**WHAT YOU WILL DO**
Quote, without change, all of the lines that follow.
■ ■ ■
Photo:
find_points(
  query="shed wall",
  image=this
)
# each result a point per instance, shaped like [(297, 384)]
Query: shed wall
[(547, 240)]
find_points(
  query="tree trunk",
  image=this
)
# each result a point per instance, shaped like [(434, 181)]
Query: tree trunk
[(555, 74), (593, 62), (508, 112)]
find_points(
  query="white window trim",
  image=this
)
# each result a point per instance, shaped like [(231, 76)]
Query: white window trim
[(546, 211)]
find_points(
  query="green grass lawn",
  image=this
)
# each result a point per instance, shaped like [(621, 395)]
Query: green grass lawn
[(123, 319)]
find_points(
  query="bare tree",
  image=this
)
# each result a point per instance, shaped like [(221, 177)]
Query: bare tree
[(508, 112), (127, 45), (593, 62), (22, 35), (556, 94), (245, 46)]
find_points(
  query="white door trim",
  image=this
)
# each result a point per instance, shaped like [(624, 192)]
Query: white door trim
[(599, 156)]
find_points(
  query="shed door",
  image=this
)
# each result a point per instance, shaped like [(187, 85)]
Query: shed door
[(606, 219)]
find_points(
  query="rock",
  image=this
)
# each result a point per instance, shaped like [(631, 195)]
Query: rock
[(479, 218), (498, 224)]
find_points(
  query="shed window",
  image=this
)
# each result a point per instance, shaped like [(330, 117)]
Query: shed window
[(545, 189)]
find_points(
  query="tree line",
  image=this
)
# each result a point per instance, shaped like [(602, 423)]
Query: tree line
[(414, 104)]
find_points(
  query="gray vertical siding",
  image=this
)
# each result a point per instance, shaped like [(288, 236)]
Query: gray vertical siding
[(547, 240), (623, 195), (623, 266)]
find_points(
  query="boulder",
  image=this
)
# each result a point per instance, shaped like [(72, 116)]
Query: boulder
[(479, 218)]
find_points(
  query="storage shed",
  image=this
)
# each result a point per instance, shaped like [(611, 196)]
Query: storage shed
■ ■ ■
**RESULT OF THE TASK**
Photo:
find_points(
  query="shed wall",
  image=this
)
# each result a point per instance, shaped like [(297, 384)]
Query: shed wall
[(547, 240)]
find_points(
  query="tree trunk",
  image=this
)
# each result a point per instance, shaped like [(434, 181)]
Query: tree trunk
[(555, 74), (593, 62), (508, 112)]
find_points(
  query="white window trim",
  image=this
)
# each result a point per instance, shaped like [(231, 76)]
Query: white window trim
[(546, 211)]
find_points(
  query="green grass lawn",
  image=this
)
# each result a point per instance, shaped like [(621, 395)]
Query: green grass lawn
[(123, 319)]
find_points(
  query="bare tree",
  image=this
)
# each result a point per instance, shaped like [(221, 177)]
Query: bare tree
[(508, 112), (127, 45), (593, 62), (22, 35), (556, 94), (245, 46)]
find_points(
  query="white door trim",
  image=this
)
# each result a point per instance, shaped like [(624, 192)]
Query: white door trim
[(599, 156)]
find_points(
  query="shed door",
  image=this
)
# each result a point per instance, shaped like [(187, 85)]
Query: shed door
[(606, 219)]
find_points(
  query="rock",
  image=this
)
# each result a point per instance, shaped like [(631, 195)]
Query: rock
[(479, 218), (498, 224)]
find_points(
  query="shed window",
  image=this
)
# each result a point per instance, shaped like [(330, 117)]
Query: shed window
[(545, 189)]
find_points(
  query="tree line",
  image=this
)
# each result a point per instance, shaped like [(602, 423)]
Query: tree line
[(414, 104)]
find_points(
  query="gray vertical siding",
  image=this
)
# each result a point per instance, shaped like [(288, 236)]
Query: gray vertical siding
[(547, 240), (623, 195), (623, 266)]
find_points(
  query="boulder",
  image=this
)
# each result a point per instance, shaped like [(72, 116)]
Query: boulder
[(479, 218)]
find_points(
  query="storage shed",
  image=this
)
# each result a point per instance, shaped like [(611, 196)]
Query: storage shed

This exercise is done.